◆ AIM 1
Gather every line in the entries below that contains the string "shadow", matching its case exactly.

──────────

Unfortunately, for many categories of documents, satisfying all three criteria at once will be a 
problem, given the limitations of screen design, computing capabilities, and network speeds. 
Benchmarking screen display must take all these variables into consideration and the attributes 
of the digital images themselves as user expectations are weighed one against the other. We are 
just beginning to investigate this interrelationship at Cornell, and although our findings are still 
tentative and not broadly confirmed through experimentation, I'm convinced that display 
benchmarking will offer the same advantages as conversion benchmarking to research 

institutions that are beginning to make their materials available electronically 

Now for the good news: it is easy to display the complete image and it is possible to display it 
quickly. It is easy to ensure screen legibility— in fact intensive scrutiny of highly detailed 
information is facilitated on screen. Color fidelity is a little more difficult to deliver, but progress 

is occurring on that frontA^ 

Now for the not so good news: given common desktop computer configurations, it may not be 
possible to deliver full 24-bit color to the screen— the monitor may have the native capability but 
not enough video memory or its refresh rate can not sustain a non-flickering image. The 
complete image that is quickly displayed may not be legible. A highly detailed image may take a 
long time to deliver and only a small percent of it will be seen at any given time. You may call 
up a photograph of Yul Brenner only to discover you have landed somewhere on his bald pate. 

Benchmarking will allow you to predict in advance the pros and cons of digital image display. 
Conflicts between legibility and completeness, between timeliness and detail, can be identified 
and compromises developed. Benchmarking allows you to predetermine a set process for 
delivering images of uniform size and content, and to assess how well that process will 
accommodate other document types. Scaling to 72 dpi and adding 3 bits of gray may be a good 
choice for technical reports produced at 10 point type and above, but will be totally inadequate 
for delivering digital renderings of full-size newspapers.

──────────

◆ AIM 2
Copy the part of the passage on display benchmarking starting with "Now for the not" and going on through "digital image display.".

Stored items:
──────────

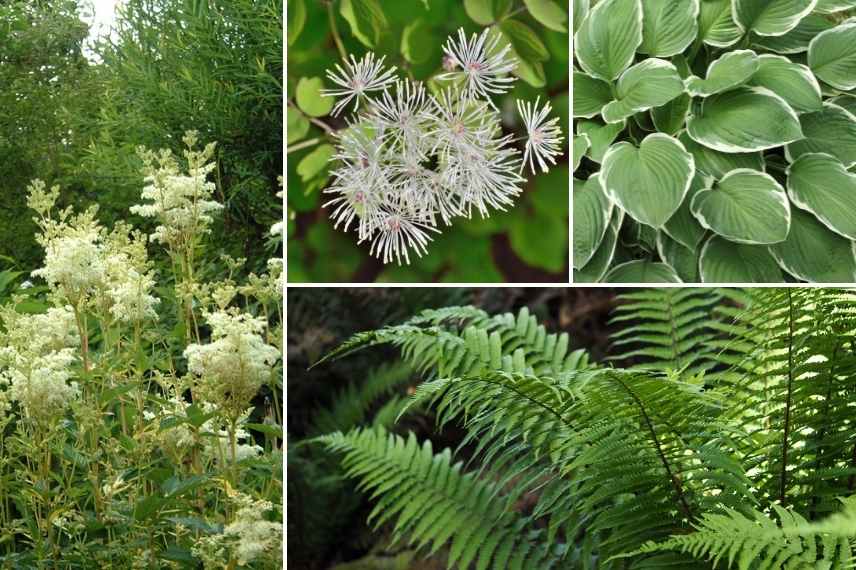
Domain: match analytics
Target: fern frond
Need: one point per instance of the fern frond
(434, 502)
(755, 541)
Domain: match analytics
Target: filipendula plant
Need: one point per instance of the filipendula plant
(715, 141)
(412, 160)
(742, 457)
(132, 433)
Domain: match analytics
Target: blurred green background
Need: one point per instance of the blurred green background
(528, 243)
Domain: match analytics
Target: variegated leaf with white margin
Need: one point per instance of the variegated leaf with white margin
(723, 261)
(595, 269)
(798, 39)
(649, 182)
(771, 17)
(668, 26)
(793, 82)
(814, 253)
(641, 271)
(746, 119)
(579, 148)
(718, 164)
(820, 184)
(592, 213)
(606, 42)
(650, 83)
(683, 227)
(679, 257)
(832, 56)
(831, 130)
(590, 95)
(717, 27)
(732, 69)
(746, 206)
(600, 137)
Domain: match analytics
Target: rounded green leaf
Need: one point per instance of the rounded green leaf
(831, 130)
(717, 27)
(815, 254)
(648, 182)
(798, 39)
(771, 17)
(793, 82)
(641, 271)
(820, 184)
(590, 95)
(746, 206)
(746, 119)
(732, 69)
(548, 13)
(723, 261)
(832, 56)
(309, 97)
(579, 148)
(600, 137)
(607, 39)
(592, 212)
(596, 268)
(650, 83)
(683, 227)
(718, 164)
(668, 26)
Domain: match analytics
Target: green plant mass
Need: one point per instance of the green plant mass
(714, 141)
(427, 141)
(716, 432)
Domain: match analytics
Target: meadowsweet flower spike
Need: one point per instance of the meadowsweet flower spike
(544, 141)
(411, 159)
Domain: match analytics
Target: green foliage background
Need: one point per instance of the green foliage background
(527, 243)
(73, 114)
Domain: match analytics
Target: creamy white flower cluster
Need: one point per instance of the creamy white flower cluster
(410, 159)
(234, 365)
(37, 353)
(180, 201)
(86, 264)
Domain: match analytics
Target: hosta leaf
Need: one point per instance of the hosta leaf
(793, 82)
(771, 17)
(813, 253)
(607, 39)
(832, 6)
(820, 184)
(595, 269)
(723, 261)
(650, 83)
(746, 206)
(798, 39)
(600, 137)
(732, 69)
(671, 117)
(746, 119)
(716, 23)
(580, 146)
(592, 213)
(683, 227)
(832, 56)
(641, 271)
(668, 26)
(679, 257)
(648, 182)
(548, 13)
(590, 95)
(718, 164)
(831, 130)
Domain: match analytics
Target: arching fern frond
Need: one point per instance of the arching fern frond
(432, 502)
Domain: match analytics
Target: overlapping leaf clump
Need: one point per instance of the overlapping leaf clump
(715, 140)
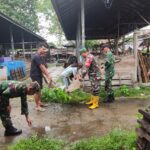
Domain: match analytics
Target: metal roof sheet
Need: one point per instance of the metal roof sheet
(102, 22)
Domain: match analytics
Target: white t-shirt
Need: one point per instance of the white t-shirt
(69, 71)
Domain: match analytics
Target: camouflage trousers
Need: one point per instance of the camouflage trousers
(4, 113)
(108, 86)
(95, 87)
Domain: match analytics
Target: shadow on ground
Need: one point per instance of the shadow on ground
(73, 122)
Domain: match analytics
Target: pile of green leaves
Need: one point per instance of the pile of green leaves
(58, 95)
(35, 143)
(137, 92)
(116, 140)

──────────

◆ EXPECTED OUTPUT 1
Target: shadow on ground
Need: one point per instance of the shadow on ground

◆ EXPECTED OUTPUT 2
Now for the not so good news: given common desktop computer configurations, it may not be 
possible to deliver full 24-bit color to the screen— the monitor may have the native capability but 
not enough video memory or its refresh rate can not sustain a non-flickering image. The 
complete image that is quickly displayed may not be legible. A highly detailed image may take a 
long time to deliver and only a small percent of it will be seen at any given time. You may call 
up a photograph of Yul Brenner only to discover you have landed somewhere on his bald pate. 

Benchmarking will allow you to predict in advance the pros and cons of digital image display.